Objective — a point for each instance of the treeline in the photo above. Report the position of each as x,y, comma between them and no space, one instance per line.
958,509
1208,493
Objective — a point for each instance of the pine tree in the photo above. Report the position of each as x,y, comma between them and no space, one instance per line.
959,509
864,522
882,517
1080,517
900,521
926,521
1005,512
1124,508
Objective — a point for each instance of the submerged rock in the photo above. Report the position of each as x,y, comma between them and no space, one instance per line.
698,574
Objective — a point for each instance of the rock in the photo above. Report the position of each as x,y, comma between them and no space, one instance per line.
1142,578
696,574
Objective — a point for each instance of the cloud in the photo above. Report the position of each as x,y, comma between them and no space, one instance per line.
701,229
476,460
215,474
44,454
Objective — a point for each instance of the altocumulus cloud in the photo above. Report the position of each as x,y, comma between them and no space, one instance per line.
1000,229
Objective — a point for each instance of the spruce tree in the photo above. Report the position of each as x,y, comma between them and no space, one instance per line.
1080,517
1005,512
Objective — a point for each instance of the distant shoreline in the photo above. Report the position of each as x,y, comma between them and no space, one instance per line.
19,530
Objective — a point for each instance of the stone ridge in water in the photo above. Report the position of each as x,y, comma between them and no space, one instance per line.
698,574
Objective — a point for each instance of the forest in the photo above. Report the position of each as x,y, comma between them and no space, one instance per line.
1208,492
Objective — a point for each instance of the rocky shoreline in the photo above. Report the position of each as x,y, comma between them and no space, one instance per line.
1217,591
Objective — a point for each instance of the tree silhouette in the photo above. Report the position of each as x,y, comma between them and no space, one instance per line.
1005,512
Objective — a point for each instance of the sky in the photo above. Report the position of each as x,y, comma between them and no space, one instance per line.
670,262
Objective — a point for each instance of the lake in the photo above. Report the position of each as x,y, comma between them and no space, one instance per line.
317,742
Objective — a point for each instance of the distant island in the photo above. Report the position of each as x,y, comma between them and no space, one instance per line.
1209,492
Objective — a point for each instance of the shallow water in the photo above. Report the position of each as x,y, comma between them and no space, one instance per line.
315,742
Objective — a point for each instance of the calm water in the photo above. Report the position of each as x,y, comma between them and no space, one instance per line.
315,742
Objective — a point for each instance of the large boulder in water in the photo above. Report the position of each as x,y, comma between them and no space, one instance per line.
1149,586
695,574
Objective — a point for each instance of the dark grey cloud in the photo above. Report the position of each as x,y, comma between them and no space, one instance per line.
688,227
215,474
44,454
○ ○ ○ ○
> _Aim of the task_
Every entry must be output again exactly as it was given.

> _Exercise solution_
Objective — a point for each instance of the treeline in the photo above. Report the position of each as x,y, comma between them and no space, one instance per line.
958,509
1208,493
Objective — a point for each instance of the pine tree in the photo above. Report the position of each as x,y, comma between them and no space, one instance per line.
959,509
864,522
882,517
1080,517
900,521
926,521
1005,512
1124,508
Objective — a point for each instance of the submerged rock in the photo above. Report the position of each as x,y, comma between them and no space, one instance per line.
698,574
Objective — a point for each instance of the rock in the photo above. Report the position of each as x,y, comma between them and no space, one instance per line.
1142,578
696,574
Objective — a point for each instance of the cloud in the photo above. Report the position of each as x,y, comma between them and no space, one instance per line.
701,229
476,460
215,474
44,454
Objective — a point for each instance of the altocumulus cloud in the photo above. Report the position of each as x,y, comma between them and no space, one instance per line.
1000,229
Objective — a point for each instance of the spruce tree in the photo above. Report the position of each as x,y, comma between them and no space, one instance per line.
1080,517
1005,512
Objective — a point for each instance of the distant shoreline in the photo above. Report the position of each as x,y, comma between them and no space, one instance per line.
19,530
Objective — a point for each instance of the stone ridge in water in the photo above. Report the position of each as x,y, comma between them and no space, one instance per line.
698,574
Objective — a point for each instance of the forest in the photo above. Report the position of each as x,y, comma between them and no space, one instance per line.
1208,492
Objective — a point for each instance of the rocky shoreline in the photo above. Report the position of each as x,y, comma between them and no space, one instance per line.
1217,591
Objective — a point for each instance of the tree silhouette in the photo above. Report the position of each as x,y, comma between them and no space, one instance per line.
1005,512
Objective — a point for each instance of the sky in the photo above. Report the position of each as x,y, comma between them and no space, one instance per line.
670,262
Objective — a point for each instance of the lake in the photo above. Report the position of each as x,y, comma between them and no space, one instance per line.
317,742
Objective — a point for each instance of the distant island in the photo above. Report the position of each as x,y, comma between them and no space, one instance per line.
1209,492
Objective — a point for each instance of the shallow water in the photo above. Report the position of each as x,y, comma between them and no space, one instance per line.
315,742
Objective — a point for each instance of the calm water in the photo above. Report the position of each as x,y, comma between them and no space, one instance per line.
315,742
Objective — a point for each instance of the large boulder in water in the photo above. Report the position of each as x,y, comma between them and no space, one instance per line.
1149,586
695,574
Objective — a point for each instance of the dark grey cloud in the photo above. Report the position of each as x,y, comma between them and no space, one instance per line.
688,227
215,474
44,454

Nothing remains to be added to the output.